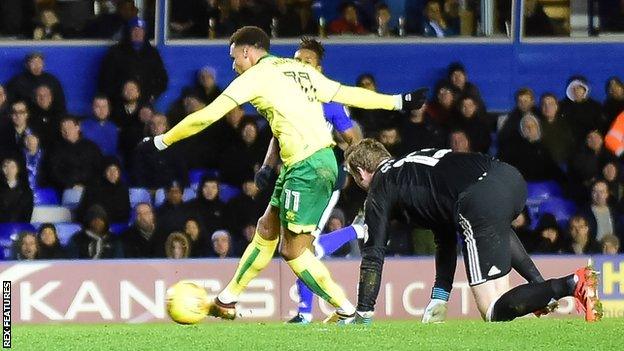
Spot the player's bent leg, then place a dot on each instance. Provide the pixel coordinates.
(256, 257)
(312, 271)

--

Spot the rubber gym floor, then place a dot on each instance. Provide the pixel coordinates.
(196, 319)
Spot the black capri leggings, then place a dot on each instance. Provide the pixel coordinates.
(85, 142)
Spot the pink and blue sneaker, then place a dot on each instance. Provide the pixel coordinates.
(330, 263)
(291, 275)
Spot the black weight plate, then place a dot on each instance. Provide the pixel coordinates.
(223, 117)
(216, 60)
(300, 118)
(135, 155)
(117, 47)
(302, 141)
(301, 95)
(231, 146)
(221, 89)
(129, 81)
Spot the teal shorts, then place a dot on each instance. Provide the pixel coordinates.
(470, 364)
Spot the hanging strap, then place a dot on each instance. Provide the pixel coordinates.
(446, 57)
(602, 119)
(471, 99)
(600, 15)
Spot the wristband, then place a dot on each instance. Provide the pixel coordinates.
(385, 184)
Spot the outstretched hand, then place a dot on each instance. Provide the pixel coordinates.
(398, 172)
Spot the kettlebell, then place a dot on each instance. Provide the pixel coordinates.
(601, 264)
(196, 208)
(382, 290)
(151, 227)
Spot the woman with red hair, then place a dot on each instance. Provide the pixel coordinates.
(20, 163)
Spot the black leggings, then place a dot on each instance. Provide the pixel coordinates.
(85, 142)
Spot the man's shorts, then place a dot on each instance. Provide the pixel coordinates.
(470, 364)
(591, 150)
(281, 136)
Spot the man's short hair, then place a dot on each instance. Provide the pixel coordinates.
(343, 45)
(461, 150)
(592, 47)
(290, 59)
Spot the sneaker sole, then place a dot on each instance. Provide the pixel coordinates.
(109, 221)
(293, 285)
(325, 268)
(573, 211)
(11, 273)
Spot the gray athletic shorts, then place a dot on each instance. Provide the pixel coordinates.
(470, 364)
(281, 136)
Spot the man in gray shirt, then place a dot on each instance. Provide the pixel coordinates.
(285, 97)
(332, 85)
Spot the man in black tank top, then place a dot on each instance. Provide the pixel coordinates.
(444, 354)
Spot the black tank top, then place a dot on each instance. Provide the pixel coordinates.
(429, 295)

--

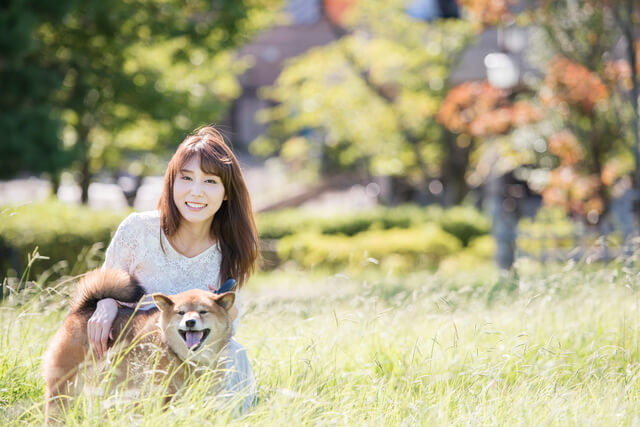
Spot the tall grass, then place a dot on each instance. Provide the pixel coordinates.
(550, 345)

The problem: Locate every line in the material above that contains the word "black" and copy each one out. Treat uppercase and lowercase as different.

Problem solution:
Spot the black capri leggings, then place a dot on each instance. Provide the pixel coordinates.
Spot the black weight plate, then place a dot on each instance. Provide the pixel coordinates.
Spot the black leggings, then place a dot on each instance. Provide the pixel coordinates.
Spot the man in black tank top, then place a dot on each instance. Provide the pixel coordinates.
Spot the black tank top, then place a dot on each instance. Provide the pixel coordinates.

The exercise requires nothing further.